## AIM
Copy out the rows word for word, starting at the line containing "Report the location of each instance of the black" and ending at the line containing "x=375, y=277", with both of those lines included.

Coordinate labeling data
▬▬▬▬▬▬▬▬▬▬

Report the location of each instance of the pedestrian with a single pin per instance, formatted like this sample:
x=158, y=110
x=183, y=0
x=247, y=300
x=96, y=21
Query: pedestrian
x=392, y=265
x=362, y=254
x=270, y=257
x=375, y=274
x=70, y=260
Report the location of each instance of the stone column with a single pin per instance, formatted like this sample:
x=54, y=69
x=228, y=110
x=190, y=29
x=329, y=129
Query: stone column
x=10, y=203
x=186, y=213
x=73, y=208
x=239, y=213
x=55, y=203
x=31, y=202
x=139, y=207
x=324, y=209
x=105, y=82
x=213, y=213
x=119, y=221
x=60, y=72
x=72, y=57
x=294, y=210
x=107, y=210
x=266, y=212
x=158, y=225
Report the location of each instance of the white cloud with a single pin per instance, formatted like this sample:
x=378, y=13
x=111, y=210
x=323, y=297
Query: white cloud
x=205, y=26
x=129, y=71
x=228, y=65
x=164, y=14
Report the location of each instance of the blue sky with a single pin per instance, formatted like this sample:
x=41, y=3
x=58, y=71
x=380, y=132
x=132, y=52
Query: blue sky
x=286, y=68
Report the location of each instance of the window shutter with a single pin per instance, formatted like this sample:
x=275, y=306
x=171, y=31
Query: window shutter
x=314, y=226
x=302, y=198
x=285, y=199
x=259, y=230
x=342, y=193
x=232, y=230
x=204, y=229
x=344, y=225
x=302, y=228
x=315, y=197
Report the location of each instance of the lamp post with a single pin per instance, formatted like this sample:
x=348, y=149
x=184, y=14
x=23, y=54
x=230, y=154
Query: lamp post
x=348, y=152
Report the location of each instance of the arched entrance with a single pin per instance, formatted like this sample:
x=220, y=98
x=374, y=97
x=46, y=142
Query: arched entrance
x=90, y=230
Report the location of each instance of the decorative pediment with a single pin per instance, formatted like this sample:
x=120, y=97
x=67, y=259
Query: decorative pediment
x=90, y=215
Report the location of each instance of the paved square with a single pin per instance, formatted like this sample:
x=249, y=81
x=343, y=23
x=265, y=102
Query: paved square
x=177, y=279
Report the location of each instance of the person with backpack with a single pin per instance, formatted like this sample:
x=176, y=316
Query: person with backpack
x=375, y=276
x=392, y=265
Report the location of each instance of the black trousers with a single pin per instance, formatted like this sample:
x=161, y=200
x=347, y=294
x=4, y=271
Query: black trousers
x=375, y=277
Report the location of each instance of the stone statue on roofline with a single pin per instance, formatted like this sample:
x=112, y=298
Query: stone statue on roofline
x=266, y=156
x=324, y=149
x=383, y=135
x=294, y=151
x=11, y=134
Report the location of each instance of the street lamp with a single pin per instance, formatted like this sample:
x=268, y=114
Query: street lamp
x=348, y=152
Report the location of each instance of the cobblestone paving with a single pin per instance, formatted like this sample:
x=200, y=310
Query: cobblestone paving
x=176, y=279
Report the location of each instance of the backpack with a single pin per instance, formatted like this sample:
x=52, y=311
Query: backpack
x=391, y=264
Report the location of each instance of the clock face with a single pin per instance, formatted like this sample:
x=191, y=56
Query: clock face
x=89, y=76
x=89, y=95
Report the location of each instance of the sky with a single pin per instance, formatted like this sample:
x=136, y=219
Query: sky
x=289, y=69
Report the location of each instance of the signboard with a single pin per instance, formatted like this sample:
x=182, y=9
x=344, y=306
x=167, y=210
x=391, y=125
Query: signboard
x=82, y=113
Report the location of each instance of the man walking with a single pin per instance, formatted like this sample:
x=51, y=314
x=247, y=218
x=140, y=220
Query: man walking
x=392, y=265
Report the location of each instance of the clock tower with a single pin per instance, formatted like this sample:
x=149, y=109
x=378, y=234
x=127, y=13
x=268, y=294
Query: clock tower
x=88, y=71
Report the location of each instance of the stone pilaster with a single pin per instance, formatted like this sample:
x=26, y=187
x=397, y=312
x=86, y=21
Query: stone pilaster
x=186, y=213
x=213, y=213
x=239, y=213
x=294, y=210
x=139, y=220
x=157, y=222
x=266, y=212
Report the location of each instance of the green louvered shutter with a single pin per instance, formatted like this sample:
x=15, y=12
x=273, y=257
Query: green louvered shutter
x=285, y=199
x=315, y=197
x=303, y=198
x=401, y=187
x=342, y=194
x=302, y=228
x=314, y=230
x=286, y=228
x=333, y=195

▬▬▬▬▬▬▬▬▬▬

## TASK OUTPUT
Report the location of each instance of the black trousers with a single pin per instance, formatted like this sample:
x=161, y=200
x=347, y=294
x=4, y=271
Query: black trousers
x=375, y=277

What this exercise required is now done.